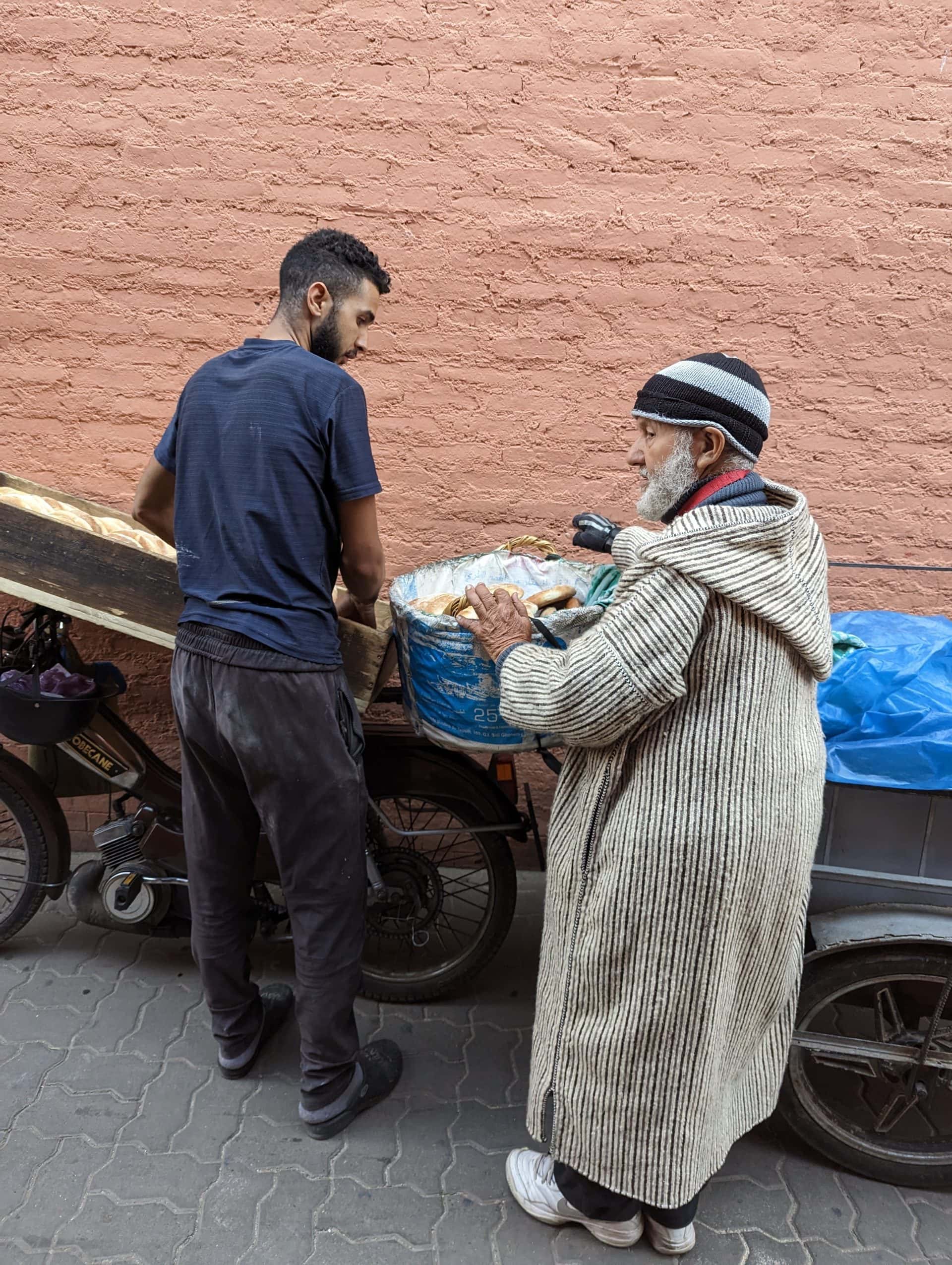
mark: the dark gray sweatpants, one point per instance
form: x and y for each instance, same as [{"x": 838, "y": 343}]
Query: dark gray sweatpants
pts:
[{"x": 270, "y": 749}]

--

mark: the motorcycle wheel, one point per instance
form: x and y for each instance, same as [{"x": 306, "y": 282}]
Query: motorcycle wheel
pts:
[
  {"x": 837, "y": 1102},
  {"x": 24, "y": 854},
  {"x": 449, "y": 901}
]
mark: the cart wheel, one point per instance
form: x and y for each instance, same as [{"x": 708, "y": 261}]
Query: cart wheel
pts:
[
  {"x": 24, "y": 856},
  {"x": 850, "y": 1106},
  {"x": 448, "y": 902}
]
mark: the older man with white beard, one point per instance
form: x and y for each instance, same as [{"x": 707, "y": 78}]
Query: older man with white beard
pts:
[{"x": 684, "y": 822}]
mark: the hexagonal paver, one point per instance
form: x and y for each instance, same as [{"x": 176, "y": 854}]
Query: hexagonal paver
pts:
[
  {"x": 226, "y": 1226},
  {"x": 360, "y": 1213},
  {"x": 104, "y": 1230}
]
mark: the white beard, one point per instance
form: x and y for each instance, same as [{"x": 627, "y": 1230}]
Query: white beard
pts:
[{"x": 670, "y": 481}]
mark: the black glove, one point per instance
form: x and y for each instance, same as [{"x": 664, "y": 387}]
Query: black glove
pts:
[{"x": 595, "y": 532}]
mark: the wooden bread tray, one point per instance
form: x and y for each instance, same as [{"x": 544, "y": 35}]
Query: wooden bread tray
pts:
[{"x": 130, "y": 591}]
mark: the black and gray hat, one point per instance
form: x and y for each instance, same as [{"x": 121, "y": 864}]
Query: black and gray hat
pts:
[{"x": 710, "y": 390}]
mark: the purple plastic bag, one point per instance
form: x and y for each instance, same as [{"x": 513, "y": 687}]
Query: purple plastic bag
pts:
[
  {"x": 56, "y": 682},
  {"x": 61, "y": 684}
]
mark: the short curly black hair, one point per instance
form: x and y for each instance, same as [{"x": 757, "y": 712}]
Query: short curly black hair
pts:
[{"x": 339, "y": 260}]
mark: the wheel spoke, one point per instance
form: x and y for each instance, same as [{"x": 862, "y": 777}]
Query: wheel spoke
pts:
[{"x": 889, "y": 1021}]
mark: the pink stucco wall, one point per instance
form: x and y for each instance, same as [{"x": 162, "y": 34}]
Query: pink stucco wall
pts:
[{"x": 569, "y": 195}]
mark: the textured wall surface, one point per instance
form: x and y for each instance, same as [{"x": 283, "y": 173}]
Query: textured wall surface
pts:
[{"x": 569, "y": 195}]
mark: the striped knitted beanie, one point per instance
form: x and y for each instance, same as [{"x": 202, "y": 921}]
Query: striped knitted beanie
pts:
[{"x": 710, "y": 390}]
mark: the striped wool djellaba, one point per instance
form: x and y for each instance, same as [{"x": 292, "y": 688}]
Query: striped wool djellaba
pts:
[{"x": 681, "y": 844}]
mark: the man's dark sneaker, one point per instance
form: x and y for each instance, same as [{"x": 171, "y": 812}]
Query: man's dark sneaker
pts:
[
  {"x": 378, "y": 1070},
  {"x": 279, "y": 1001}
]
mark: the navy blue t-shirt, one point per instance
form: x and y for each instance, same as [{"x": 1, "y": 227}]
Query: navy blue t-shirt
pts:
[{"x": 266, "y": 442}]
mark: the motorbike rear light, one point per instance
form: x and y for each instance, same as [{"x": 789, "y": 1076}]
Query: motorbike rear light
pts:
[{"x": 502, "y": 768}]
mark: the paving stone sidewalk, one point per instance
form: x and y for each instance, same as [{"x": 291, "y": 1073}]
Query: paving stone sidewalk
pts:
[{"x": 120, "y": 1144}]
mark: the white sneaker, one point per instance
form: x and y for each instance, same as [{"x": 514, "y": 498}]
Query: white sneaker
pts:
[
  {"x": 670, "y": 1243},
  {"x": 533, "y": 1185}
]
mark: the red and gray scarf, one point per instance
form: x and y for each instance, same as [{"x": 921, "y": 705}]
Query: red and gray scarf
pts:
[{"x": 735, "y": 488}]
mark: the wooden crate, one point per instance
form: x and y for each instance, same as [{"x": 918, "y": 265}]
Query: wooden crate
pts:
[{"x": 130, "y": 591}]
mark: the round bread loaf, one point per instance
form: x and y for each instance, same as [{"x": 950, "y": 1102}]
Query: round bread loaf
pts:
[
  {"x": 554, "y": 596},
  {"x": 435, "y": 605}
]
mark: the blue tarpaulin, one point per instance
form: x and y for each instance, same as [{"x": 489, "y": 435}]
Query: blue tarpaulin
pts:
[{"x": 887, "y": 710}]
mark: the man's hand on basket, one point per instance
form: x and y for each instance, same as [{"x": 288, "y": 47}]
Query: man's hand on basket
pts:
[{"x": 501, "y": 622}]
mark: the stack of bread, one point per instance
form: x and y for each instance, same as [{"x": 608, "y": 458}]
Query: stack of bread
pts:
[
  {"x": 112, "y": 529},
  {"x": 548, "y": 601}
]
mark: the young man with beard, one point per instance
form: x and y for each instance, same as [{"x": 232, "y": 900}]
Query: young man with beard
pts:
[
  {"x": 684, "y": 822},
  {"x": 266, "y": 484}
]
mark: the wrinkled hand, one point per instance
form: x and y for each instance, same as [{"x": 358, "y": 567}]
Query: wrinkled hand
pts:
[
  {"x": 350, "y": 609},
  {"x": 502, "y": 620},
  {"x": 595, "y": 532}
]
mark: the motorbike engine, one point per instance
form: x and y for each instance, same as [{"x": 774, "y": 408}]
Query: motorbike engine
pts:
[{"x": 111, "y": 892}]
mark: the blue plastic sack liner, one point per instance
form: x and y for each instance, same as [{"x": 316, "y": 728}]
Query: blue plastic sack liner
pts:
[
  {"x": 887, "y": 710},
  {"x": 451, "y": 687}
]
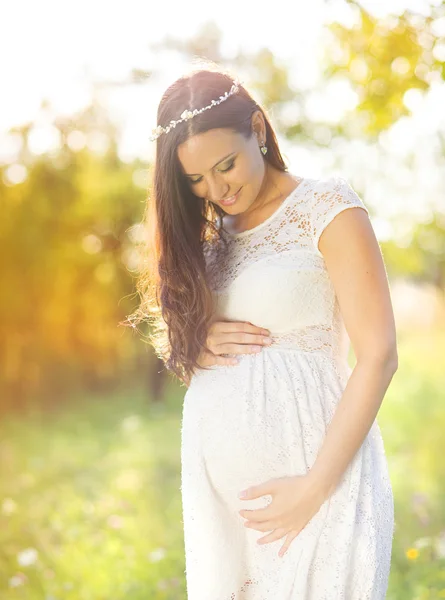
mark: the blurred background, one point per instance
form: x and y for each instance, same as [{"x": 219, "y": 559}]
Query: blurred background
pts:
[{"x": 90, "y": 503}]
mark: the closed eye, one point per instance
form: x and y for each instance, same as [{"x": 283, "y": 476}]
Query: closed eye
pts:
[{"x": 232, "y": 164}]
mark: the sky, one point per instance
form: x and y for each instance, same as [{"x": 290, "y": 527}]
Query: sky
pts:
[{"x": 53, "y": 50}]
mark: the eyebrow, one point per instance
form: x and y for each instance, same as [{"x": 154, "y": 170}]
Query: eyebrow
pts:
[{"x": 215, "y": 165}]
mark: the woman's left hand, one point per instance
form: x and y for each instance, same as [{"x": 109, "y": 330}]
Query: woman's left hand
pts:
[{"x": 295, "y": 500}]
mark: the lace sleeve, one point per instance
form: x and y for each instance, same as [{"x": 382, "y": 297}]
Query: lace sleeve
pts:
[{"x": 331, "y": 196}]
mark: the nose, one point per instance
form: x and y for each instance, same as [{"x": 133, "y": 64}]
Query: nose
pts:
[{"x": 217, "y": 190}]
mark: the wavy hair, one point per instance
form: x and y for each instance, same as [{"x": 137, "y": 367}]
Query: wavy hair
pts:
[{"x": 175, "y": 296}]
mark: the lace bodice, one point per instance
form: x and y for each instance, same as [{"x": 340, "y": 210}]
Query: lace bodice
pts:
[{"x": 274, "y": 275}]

--

THE PROBLEM
Identify every line in the records above that contains the string "dark", matching case exactly, and copy each such line in full.

OUTPUT BELOW
mark: the dark gray sweatpants, one point per instance
Query: dark gray sweatpants
mark: the man's dark sneaker, one point per instance
Query: man's dark sneaker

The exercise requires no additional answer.